ENTRIES »
• • • •

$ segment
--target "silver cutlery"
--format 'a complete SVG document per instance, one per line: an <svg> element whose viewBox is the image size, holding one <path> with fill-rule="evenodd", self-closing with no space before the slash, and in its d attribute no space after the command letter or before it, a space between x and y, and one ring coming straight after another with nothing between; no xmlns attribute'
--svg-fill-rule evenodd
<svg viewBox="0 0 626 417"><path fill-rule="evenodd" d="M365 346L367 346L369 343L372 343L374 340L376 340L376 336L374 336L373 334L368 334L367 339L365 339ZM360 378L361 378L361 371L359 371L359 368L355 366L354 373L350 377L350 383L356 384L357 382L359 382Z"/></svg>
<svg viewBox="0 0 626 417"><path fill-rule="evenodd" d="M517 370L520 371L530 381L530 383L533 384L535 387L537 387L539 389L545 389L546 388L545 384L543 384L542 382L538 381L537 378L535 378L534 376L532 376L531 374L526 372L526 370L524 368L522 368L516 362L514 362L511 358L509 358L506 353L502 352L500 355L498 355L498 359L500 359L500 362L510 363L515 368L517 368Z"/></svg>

• • • •

WHAT YOU SHOULD DO » Rewrite the lines above with "silver cutlery" replaced by "kitchen utensils", leaving everything else as it is.

SOLUTION »
$ segment
--target "kitchen utensils"
--format 'a complete SVG document per instance, one per line: an <svg> element whose viewBox is the image size, holding one <path> with fill-rule="evenodd", self-closing with no space before the slash, and in its d attribute no space after the command letter or before it, a space between x and y, and one ring coming straight after another with nothing between; no xmlns attribute'
--svg-fill-rule evenodd
<svg viewBox="0 0 626 417"><path fill-rule="evenodd" d="M365 346L367 346L369 343L372 343L374 340L376 340L376 336L374 336L373 334L368 334L367 339L365 339ZM360 378L361 378L361 371L359 371L359 368L355 366L354 373L350 377L350 383L356 384L357 382L359 382Z"/></svg>
<svg viewBox="0 0 626 417"><path fill-rule="evenodd" d="M517 370L520 371L530 381L530 383L533 384L535 387L537 387L539 389L545 389L546 388L545 384L543 384L542 382L538 381L537 378L535 378L534 376L532 376L531 374L526 372L526 370L524 368L522 368L516 362L514 362L511 358L509 358L506 353L502 352L500 355L498 355L498 359L500 359L500 362L510 363L515 368L517 368Z"/></svg>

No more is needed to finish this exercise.